## WHAT YOU WILL DO
Which lines below contain "folk"? Copy every one of them.
========
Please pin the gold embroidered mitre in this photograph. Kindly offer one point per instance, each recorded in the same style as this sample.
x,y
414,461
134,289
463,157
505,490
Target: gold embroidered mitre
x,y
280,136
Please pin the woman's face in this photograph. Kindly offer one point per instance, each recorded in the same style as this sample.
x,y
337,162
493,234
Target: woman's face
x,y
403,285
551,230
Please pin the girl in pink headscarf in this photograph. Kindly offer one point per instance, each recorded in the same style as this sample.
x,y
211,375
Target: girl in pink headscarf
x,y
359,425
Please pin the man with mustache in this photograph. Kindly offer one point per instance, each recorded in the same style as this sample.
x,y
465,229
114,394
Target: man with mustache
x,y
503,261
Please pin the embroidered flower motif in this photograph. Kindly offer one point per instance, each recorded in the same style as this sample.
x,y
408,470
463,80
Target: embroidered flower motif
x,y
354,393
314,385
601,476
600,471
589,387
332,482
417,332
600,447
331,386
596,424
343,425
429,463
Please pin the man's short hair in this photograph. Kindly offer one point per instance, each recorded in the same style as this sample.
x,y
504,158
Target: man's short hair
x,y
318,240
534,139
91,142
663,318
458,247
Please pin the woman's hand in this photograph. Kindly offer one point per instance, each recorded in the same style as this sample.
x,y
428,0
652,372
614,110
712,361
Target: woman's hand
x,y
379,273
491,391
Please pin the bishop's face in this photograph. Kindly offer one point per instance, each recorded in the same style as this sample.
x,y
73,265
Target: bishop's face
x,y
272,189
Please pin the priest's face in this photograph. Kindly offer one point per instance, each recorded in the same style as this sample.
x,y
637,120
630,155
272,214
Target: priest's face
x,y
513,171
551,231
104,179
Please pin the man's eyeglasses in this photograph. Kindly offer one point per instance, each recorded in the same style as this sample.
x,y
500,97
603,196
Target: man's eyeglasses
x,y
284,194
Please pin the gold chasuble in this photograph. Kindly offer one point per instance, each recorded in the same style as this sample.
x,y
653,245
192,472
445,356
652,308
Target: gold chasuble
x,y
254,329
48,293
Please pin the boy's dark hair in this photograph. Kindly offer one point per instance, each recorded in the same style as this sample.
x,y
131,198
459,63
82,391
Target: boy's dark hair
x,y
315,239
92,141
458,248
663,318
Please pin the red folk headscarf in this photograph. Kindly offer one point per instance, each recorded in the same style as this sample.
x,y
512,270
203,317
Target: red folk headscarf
========
## RESULT FOR THIS EXERCISE
Please pin the red folk headscarf in this photograph. Kindly offer one point per instance, each recorded in the same style as this sample.
Target: red folk headscarf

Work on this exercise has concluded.